Data excerpts:
_ _ _ _

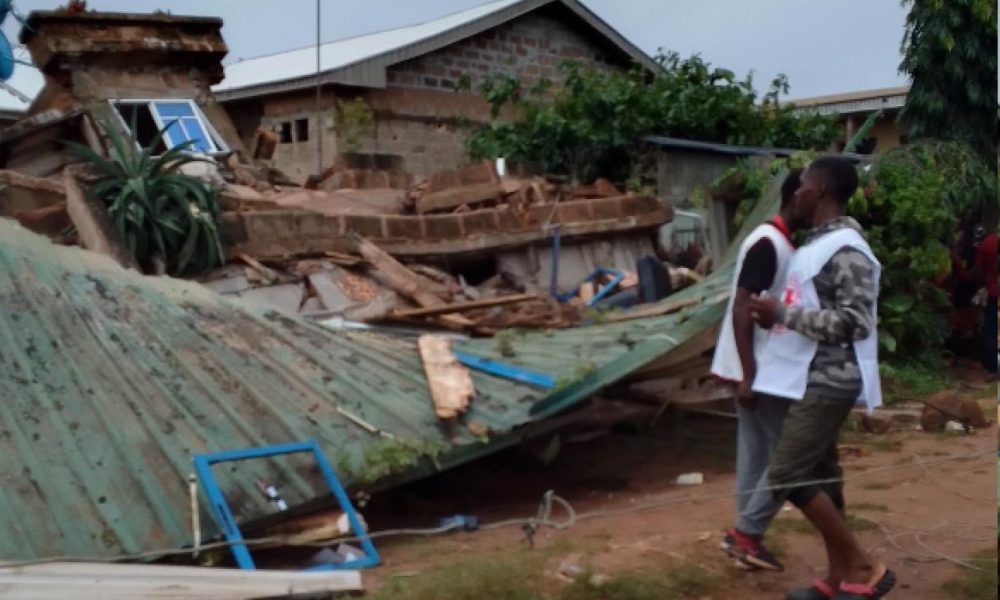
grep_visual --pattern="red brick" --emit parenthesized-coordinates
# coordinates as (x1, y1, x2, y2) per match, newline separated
(344, 214, 384, 238)
(423, 214, 462, 239)
(461, 210, 499, 235)
(384, 216, 423, 240)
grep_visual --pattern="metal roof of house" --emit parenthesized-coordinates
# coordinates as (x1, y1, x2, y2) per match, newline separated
(788, 85, 910, 116)
(0, 63, 44, 114)
(214, 0, 659, 101)
(0, 185, 762, 562)
(642, 136, 869, 163)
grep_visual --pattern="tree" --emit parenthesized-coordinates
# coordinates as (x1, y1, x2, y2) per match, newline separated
(466, 53, 839, 184)
(898, 0, 998, 159)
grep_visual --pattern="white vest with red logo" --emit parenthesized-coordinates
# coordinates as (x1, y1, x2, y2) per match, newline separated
(710, 222, 795, 383)
(752, 227, 882, 412)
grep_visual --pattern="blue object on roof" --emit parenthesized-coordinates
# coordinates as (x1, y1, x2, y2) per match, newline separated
(0, 33, 14, 81)
(453, 351, 557, 389)
(194, 439, 380, 571)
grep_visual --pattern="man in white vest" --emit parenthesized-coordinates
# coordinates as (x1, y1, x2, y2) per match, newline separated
(749, 156, 894, 600)
(712, 170, 802, 572)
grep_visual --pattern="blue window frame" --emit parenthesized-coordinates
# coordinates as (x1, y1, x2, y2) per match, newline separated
(111, 99, 227, 154)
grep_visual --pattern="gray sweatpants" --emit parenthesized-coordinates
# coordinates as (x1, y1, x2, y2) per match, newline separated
(735, 396, 790, 536)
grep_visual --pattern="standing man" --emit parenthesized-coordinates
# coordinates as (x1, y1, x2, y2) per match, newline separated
(711, 169, 802, 571)
(973, 215, 997, 376)
(750, 156, 895, 600)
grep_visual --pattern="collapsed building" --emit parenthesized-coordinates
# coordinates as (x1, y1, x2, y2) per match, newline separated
(0, 6, 777, 571)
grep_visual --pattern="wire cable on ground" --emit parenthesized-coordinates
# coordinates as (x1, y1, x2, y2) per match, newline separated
(0, 449, 992, 570)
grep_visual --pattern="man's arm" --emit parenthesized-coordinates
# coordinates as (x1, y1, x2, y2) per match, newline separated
(733, 239, 777, 402)
(777, 248, 876, 344)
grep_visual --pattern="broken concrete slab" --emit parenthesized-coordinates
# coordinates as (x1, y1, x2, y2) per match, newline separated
(63, 169, 138, 270)
(203, 273, 251, 295)
(233, 283, 304, 313)
(417, 181, 505, 214)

_ _ _ _

Task to carry out: Restate the listing above word for word. Leave the images out.

Answer box:
grep_visual --pattern="red brick" --emit parenthesized-coordinates
# coordinates as (x1, y1, x2, y2) per match, newline separated
(344, 214, 384, 238)
(423, 214, 462, 239)
(461, 210, 499, 235)
(384, 216, 423, 240)
grep_visual --pattern="metal roof of house" --emit parenthesized-coordinates
# coordinates as (x1, y1, x2, y2) per match, newline separated
(788, 85, 910, 116)
(0, 63, 44, 114)
(214, 0, 659, 101)
(0, 185, 762, 562)
(642, 136, 869, 163)
grep_visual --pattern="tree" --emit parenthesized-coordinates
# coordinates as (x1, y1, x2, y2) per match, newline separated
(466, 53, 839, 184)
(898, 0, 998, 159)
grep_visual --pattern="white vest with red logo" --emit parenthesized-coordinates
# coordinates as (x1, y1, x2, y2) per match, newline separated
(710, 222, 795, 383)
(752, 227, 882, 412)
grep_visual --pattern="blue object on roof" --emit parenthesized-coordinates
# coordinates as (x1, y1, x2, y2) per match, newline separated
(0, 33, 14, 81)
(453, 351, 557, 389)
(194, 439, 380, 571)
grep_visual --pattern="man in white vest" --emit parenthesized-coordinates
# coordinates as (x1, y1, x2, y2) per match, newline separated
(749, 156, 894, 600)
(712, 170, 802, 572)
grep_visual --pattern="blue window frame" --emit parenthesized-coordinates
# coordinates as (x1, y1, x2, y2) per match, newline separated
(111, 99, 227, 154)
grep_visual --pattern="gray sweatpants" --emit parenthesized-coordinates
# coordinates as (x1, y1, x2, y2) per match, newline separated
(735, 396, 790, 536)
grep_visual --pattern="standing man" --emit parenthesized-coordinates
# coordinates as (x1, y1, x2, y2) per match, newline separated
(711, 169, 802, 571)
(973, 215, 997, 376)
(750, 156, 895, 600)
grep_visual --pattern="collapsed building" --emit parenthesized-coordinates
# coordinates as (x1, y1, x2, y2) per match, newline separated
(0, 6, 777, 571)
grep_visual --pattern="wire cable on ground" --emit parenthesized-coordinates
# coordinates as (x1, y1, x2, y2) per match, newline separated
(0, 449, 992, 570)
grep_visual --pattern="man's arm" --emit parenthesized-coordinates
# coordinates as (x1, y1, x2, y2) per match, newline separated
(733, 239, 777, 402)
(777, 248, 876, 344)
grep_visual --pattern="broken concrete slab" --emit parenthesized-coordinates
# coordinates as (x1, y1, x2, y2) per match, newline separated
(63, 169, 138, 270)
(203, 273, 251, 295)
(233, 283, 304, 313)
(417, 181, 505, 214)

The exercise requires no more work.